──────── The input
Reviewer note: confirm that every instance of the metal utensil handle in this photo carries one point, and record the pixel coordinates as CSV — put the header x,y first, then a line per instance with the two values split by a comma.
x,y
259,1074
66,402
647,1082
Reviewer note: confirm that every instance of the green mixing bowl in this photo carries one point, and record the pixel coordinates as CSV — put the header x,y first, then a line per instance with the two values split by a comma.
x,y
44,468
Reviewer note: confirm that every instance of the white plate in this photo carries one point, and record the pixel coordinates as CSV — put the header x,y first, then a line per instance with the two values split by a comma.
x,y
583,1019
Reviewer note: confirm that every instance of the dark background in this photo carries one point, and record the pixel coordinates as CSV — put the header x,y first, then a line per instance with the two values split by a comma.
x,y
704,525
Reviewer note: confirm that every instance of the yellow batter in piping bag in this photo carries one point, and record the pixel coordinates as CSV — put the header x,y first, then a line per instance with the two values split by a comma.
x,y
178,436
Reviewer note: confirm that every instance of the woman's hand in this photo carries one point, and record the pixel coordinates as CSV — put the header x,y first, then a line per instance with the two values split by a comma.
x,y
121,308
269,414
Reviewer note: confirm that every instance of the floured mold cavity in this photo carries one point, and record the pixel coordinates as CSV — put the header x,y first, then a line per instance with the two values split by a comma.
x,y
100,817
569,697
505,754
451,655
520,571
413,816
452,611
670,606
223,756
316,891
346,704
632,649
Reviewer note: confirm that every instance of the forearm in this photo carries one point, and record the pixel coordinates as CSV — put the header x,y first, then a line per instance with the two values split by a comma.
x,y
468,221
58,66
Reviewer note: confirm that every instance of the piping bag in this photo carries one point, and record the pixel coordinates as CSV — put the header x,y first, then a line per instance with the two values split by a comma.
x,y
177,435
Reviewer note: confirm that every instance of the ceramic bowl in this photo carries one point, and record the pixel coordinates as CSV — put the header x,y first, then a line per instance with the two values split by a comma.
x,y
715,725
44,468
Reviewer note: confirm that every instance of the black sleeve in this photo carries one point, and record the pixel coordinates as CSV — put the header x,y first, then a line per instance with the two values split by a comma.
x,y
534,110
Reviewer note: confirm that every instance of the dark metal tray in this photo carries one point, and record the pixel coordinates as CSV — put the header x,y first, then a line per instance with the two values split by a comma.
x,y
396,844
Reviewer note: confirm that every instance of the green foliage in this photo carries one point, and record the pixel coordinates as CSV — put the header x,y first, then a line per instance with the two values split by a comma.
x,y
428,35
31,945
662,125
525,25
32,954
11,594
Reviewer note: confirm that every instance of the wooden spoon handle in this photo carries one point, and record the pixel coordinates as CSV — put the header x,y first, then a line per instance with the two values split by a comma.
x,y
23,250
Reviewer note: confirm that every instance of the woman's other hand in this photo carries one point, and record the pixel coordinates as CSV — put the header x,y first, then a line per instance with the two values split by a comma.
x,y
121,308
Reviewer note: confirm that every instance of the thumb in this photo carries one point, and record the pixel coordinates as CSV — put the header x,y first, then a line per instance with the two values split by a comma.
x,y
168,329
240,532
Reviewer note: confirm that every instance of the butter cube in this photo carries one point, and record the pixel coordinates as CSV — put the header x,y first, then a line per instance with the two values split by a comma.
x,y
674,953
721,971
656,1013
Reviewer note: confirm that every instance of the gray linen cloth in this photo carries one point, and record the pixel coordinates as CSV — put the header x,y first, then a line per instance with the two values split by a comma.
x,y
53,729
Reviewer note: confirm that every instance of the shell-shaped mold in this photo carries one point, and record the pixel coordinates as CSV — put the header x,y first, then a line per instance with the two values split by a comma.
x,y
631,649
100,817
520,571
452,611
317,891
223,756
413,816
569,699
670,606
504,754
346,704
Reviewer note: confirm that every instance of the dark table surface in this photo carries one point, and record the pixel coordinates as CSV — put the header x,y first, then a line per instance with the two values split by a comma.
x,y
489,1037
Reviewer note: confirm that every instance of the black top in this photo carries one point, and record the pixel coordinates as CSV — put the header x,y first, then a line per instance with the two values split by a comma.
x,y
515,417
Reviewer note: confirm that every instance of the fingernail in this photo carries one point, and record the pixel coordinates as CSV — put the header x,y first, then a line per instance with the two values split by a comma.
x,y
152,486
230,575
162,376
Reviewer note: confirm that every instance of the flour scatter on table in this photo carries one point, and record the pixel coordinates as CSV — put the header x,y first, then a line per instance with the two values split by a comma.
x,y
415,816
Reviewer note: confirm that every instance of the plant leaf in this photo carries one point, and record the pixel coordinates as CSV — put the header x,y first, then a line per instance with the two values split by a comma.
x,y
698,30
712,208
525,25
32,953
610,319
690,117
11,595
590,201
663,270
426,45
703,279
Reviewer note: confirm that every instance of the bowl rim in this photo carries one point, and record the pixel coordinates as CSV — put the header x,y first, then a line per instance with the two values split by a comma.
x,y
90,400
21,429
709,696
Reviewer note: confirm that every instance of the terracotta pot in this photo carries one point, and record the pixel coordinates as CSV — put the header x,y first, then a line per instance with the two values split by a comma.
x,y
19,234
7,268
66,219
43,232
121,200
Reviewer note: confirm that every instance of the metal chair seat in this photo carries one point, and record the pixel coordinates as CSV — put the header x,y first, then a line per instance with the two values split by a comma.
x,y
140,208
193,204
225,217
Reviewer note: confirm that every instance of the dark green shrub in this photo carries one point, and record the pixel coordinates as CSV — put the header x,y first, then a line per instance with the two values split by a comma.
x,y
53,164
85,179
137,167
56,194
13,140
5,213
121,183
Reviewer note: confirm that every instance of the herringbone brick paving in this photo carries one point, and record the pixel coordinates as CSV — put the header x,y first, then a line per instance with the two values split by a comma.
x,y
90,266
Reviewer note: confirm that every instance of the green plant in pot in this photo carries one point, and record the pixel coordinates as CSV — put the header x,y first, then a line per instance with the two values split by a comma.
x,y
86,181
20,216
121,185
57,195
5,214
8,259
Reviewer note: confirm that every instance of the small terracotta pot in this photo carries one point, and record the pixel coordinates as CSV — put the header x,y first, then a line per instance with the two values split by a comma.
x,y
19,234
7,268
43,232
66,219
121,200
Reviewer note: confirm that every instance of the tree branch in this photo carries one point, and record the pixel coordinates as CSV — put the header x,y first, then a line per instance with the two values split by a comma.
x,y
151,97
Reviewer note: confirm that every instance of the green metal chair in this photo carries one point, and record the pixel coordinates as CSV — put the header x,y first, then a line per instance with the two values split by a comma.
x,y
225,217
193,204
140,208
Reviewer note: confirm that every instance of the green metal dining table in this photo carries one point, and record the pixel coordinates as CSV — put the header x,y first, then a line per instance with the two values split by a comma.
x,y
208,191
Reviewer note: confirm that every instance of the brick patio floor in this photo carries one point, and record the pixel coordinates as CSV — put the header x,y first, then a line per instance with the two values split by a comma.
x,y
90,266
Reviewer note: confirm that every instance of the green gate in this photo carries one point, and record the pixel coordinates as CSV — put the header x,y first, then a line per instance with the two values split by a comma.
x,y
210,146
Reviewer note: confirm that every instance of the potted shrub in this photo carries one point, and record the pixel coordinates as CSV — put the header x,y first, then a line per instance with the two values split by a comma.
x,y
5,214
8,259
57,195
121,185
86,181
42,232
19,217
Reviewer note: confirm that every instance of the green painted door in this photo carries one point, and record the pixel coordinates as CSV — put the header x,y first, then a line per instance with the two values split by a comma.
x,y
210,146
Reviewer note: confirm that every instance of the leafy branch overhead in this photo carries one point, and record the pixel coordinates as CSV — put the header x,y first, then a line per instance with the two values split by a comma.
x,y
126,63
────────────────
▶ [Activity] Retype every line of the data above exactly.

▶ [Answer]
Reviewer note: confirm that every instance of the metal utensil handle in this photo carries one point, and record the pixel coordinates as CSV — put the header x,y first, then a line per instance with the two values split by a comma.
x,y
259,1074
66,402
647,1082
Reviewer note: confirm that every instance of the green mixing bowl in this photo carries one point, and record the pixel coordinates as CSV — put the header x,y first, then a line per instance with the two values split by a comma.
x,y
44,468
Reviewer note: confirm that every instance of the white plate in this photo carries one point, and record the pixel coordinates as CSV — put the header x,y first, then a line per instance with the two values split by a comma.
x,y
583,1019
Reviewer note: confirm that every instance of the dark background in this photo carries one point, and record the pixel coordinates as CSV — put the header x,y first, then a line per instance with the two values split by a comma.
x,y
704,525
Reviewer note: confirm that every instance of the yellow batter in piping bag in this photo carries one point, and record the pixel coordinates as CSV — put the header x,y first, then a line per instance with the two values split by a comma.
x,y
178,436
Reviewer note: confirm that every instance of the woman's hand in this photo carries one point, and record the pixel coordinates as CSV — put the header x,y first, then a line per instance with the two values split by a comma.
x,y
121,308
269,414
Reviewer note: confirm that every instance of the floured mold cavity in this photo carries one point, and record the pixel coordinates as CSV — put the header x,y first, then a line per instance with the two values split by a comma.
x,y
100,817
569,697
505,754
451,655
520,571
413,816
452,611
670,606
223,756
316,891
346,704
632,649
Reviewer note: confirm that every instance of the forearm in this photo carries one point, and record the pixel coordinates as CSV — put the header x,y first, then a line per instance with the two values split by a comma.
x,y
468,221
58,66
Reviewer note: confirm that every instance of the piping bag in this photo carries one point, and record the pixel coordinates as CSV — put the header x,y first, then a line per instance with the two values split by a comma.
x,y
177,435
Reviewer note: confirm that every instance of the ceramic bowl in this photo carries one point, and record the pixel coordinates as CSV — put the header x,y first, then a line per instance with the two values split by a comma.
x,y
715,725
44,468
Reviewer note: confirm that every instance of the black sleeve in this photo carries one point, and record the pixel coordinates as CSV — put the header x,y first, then a line per instance with the two values split by a comma.
x,y
534,110
Reviewer note: confirm that every instance of the dark metal tray in this photo carries one point, and record the pixel coordinates as CSV — put the header x,y first, then a line per instance with the two values split by a comma.
x,y
396,844
Reviewer note: confirm that every instance of the green foliage in this photo carries one point, and record the pixel coordinates as CSV — put the header x,y first, then a line per instance with the two values split by a comma.
x,y
428,35
31,945
662,125
525,25
32,954
11,594
Reviewer note: confirm that every instance of the wooden spoon handle in this photo carries one point, and record the pixel coordinates as CSV — put the header x,y first, then a line per instance with the two values split by a comma.
x,y
23,250
Reviewer note: confirm that every instance of the woman's other hand in this photo carries one point, and record the pixel coordinates as CSV — put the header x,y first, then a line per instance with the two values split by a comma.
x,y
121,308
Reviewer note: confirm that every instance of the thumb in this photo carries one point, and record the pixel coordinates as CSV — put the header x,y first, then a line per instance with the two values split by a comma.
x,y
168,329
240,532
Reviewer note: confirm that every instance of the butter cube in this photo carries one point, and record the pixel coordinates as CSV — put the header x,y first, then a line per instance with the two values split by a comma.
x,y
674,953
721,971
656,1013
Reviewer note: confirm that every instance of the gray linen cloth in this photo carries one point, and record the pixel coordinates as CSV — put the header x,y first, then a line per instance with the two values split by a comma.
x,y
53,729
Reviewer note: confirm that every instance of the shell-shaped mold in this photo carries one point, and record the pixel coordinates as CSV — put the header x,y first, then a line per instance with the two values split by a comma.
x,y
631,649
100,817
520,571
452,611
317,891
223,756
413,816
569,699
670,606
504,754
346,704
Reviewer note: confirm that every instance of the dark table surface in this photo carries one point, and record the pixel coordinates as CSV — put the header x,y first, then a line per instance with the two values split by a comma.
x,y
489,1037
Reviewer note: confirm that every instance of the black top in this photo carries one point, and record the pixel coordinates as CSV — put the header x,y first, then a line per instance with the two values split by a comma.
x,y
515,417
Reviewer note: confirm that every instance of the fingernail in this photo carries one point, and record the pixel coordinates as CSV — put the header x,y first, then a line per instance with the two values split by a comma.
x,y
152,486
230,575
162,376
Reviewer note: confirm that every instance of the flour scatter on table in this photo carries one point, and record the pixel coordinates as CSV — put the header x,y first, then a line per instance with the two values split by a comma.
x,y
415,816
Reviewer note: confirm that every instance of the plant leaf in this photo carries one point, and record the pixel coordinates as CSV — put the header x,y first, then a line per instance with the two values split by a comma.
x,y
698,30
712,208
525,25
32,953
610,319
690,117
11,595
590,201
663,270
426,45
703,279
Reviewer note: confirm that every instance of the bowl rim in this photo carries one point, and record the pixel coordinates as CSV — put the header x,y first, then a line per instance with the two values split by a comma.
x,y
90,400
21,429
709,696
Reviewer note: confirm that every instance of the terracotta pot in this photo carries one point, and record the pixel coordinates as CSV — put the header x,y first, then a line per instance with the two values split by a comma.
x,y
19,234
7,268
66,219
43,232
121,200
Reviewer note: confirm that every instance of the metal chair seat in this photo carries one point, and record the pixel coordinates as CSV — put the header x,y first, then a line per instance with the two values split by a comma.
x,y
140,208
193,204
225,217
Reviewer note: confirm that every instance of the dark green shrub in this photo carries one point, and record the pixel coordinates as CSV — put the header x,y first, then a line per instance with the two values split by a comma.
x,y
53,164
85,179
137,167
56,194
13,140
5,213
121,183
Reviewer note: confirm that every instance of the herringbone brick paving in this photo carries one point, and record the pixel coordinates as CSV — put the header x,y first, then a line per instance with the two values split by a comma.
x,y
90,266
Reviewer note: confirm that every instance of the green plant in pot in this photo carries one point, and record the pixel coordinates as CSV — put the header x,y first, then a line per instance with the two values split by a comma.
x,y
86,181
20,216
121,185
57,195
5,214
8,259
Reviewer note: confirm that every instance of the small terracotta pot in this photo carries one point, and record the pixel coordinates as CSV — put the header x,y first, then a line per instance with the two values split by a comma.
x,y
19,234
7,268
43,232
66,219
121,200
Reviewer note: confirm that every instance of the tree branch in this photo carries one point, and record the pixel coordinates as CSV — put the header x,y first, then a line per instance with the two values split by a comma.
x,y
151,97
Reviewer note: confirm that every instance of the green metal chair in this photo carries one point, and record the pixel coordinates as CSV — put the header x,y first, then a line per instance with the two values split by a comma.
x,y
225,217
193,204
140,208
Reviewer note: confirm that every instance of the green metal dining table in this photo carries one point, and record the pixel coordinates as CSV — put the header x,y first, then a line per instance with the two values split by a comma.
x,y
208,191
Reviewer note: confirm that every instance of the brick patio floor in this photo carries one point, and record the pixel coordinates as CSV — put the header x,y first, then a line per instance with the two values split by a comma.
x,y
90,266
Reviewer note: confirm that every instance of the green gate in this photo carries one point, and record the pixel coordinates as CSV — put the header x,y first, then a line per instance with the two values split by a comma.
x,y
210,146
Reviewer note: confirm that every instance of the potted shrub in this photo carries one point, and record the pixel coordinates as CSV — put the header x,y first, then a line per instance with the two values split by a comma.
x,y
5,214
8,259
57,195
121,185
86,181
42,232
19,217
Reviewer note: confirm that every instance of the green painted door in this photo carries one point, and record the pixel coordinates as CSV — put the header x,y first, then a line per instance with the two values split by a comma.
x,y
210,146
Reviewer note: confirm that every instance of the leafy branch overhead in this photo carries one point, and record the pixel coordinates as CSV — put the header x,y first, then a line per instance with the two values split by a comma.
x,y
126,63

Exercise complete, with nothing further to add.